O ministro das Finanças tinha a responsabilidade de “proceder ao ajustamento fiscal necessário para garantir a execução orçamental do projecto, bem como inscrever o mesmo no âmbito do Fundo Nacional de Desenvolvimento”.
Cabia ainda ao titular das Finanças “proceder ao enquadramento financeiro do projecto de construção da fábrica de medicamentos, soros e material gastável, nas linhas de crédito disponíveis, bem como proceder à assinatura do acordo individual de financiamento e toda a documentação relacionada com a mesma”.
No entanto, fonte das Finanças garante que, desde que o despacho presidencial foi tornado público, a fábrica “não passou do papel do despacho”, acrescentando que o “projecto foi concebido no tempo do antigo ministro da Saúde, José Van-Dúnem e que, depois de o seu sucessor, Luís Gomes, ter sido empossado as prioridades mudaram”.
Um funcionário sénior da Direcção Nacional de Medicamentos e Equipamentos (DNME) garante desconhecer qualquer projecto de construção de uma unidade fabril de medicamentos aprovada pelo ex-Presidente, José Eduardo dos Santos. Acrescentando que “não fazia sentido a aprovação de uma fábrica de medicamentos em 2016, quando o mesmo Estado tinha privatizado a Angomédica a favor do grupo Suninvest”.
No entanto, não é a primeira vez que um quadro sénior do Ministério da Saúde afirma desconhecer o projecto. O antigo titular da pasta, Luís Gomes Sambo, também admitiu numa conferência de imprensa, dada no primeiro trimestre do ano passado, um total desconhecimento do projecto. “Não sei de quem é o investimento. O Ministério da Saúde não tem nenhum investimento na área da produção porque pensamos que não é vocação do Estado”, acrescentando que o “Ministério tem a responsabilidade de regulação e controlo de qualidade”.
Mais 15 na gaveta
No entanto, o referido projecto não é o único que “morreu” no papel. O VALOR apurou que, nos últimos dois anos, deram entrada na DNM 15 solicitações para o licenciamento de fábricas de medicamentos e produtos hospitalares.
::::::
§ TAREFAS
(1) Responda com base no texto do exercício:
(a) Segundo a fonte das Finanças, no tempo de que ministro da Saúde foi concebido o projecto?
(b) A favor de que grupo o Estado privatizou a Angomédica?
(c) Quantas solicitações de licenciamento deram entrada na DNM nos últimos dois anos?
(2) Reescreva o trecho do texto do exercício que vai de "No entanto, não" até "e produtos hospitalares.", trocando "conferência de imprensa" por "entrevista".
Responda só com base no texto do exercício.

§ MATERIAL DE APOIO
::::::
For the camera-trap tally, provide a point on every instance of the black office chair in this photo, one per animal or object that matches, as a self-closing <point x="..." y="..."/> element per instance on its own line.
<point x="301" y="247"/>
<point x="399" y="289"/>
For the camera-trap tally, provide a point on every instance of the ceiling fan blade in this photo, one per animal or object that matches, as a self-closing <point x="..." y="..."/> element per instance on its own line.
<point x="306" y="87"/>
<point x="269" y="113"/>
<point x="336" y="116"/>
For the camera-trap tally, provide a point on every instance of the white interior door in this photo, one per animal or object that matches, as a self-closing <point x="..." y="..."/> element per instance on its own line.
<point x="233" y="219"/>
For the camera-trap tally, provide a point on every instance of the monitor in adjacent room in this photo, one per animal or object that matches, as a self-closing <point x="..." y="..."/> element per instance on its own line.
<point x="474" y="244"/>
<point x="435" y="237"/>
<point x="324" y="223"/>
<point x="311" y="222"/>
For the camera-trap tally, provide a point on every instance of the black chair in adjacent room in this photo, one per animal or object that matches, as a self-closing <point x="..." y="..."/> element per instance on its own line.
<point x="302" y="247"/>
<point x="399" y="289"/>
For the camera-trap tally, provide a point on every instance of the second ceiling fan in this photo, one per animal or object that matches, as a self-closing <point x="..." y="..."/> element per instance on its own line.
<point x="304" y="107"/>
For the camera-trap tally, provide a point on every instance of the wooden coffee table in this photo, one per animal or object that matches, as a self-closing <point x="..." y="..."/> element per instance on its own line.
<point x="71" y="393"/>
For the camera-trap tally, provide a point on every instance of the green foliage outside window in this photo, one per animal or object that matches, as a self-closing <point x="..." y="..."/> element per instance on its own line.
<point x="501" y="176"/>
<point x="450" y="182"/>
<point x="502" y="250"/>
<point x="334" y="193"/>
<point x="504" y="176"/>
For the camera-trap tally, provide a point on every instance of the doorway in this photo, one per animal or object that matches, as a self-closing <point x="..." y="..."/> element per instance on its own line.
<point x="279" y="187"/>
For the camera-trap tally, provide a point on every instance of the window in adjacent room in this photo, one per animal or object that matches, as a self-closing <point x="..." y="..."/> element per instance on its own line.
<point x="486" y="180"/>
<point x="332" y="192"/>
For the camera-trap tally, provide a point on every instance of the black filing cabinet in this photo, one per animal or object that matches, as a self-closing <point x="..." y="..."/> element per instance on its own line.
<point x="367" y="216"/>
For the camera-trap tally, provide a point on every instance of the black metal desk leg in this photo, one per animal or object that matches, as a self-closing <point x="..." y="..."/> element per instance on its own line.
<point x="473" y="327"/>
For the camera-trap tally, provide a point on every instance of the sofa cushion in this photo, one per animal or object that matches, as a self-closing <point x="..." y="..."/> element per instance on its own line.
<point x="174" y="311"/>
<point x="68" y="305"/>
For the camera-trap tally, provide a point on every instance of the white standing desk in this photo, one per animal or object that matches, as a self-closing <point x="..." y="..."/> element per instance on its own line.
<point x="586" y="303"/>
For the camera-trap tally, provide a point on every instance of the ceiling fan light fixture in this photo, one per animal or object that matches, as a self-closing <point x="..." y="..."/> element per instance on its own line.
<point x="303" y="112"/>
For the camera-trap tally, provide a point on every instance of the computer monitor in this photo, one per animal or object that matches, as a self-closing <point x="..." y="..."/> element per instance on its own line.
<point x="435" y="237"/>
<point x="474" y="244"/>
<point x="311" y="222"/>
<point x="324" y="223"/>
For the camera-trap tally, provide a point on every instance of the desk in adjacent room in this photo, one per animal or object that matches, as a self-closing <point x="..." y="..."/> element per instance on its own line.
::::::
§ RESPOSTAS
(1)
(a) José Van-Dúnem.
(b) Do grupo Suninvest.
(c) 15.

(2)
No entanto, não é a primeira vez que um quadro sénior do Ministério da Saúde afirma desconhecer o projecto. O antigo titular da pasta, Luís Gomes Sambo, também admitiu numa entrevista, dada no primeiro trimestre do ano passado, um total desconhecimento do projecto. “Não sei de quem é o investimento. O Ministério da Saúde não tem nenhum investimento na área da produção porque pensamos que não é vocação do Estado”, acrescentando que o “Ministério tem a responsabilidade de regulação e controlo de qualidade”.
Mais 15 na gaveta
No entanto, o referido projecto não é o único que “morreu” no papel. O VALOR apurou que, nos últimos dois anos, deram entrada na DNM 15 solicitações para o licenciamento de fábricas de medicamentos e produtos hospitalares.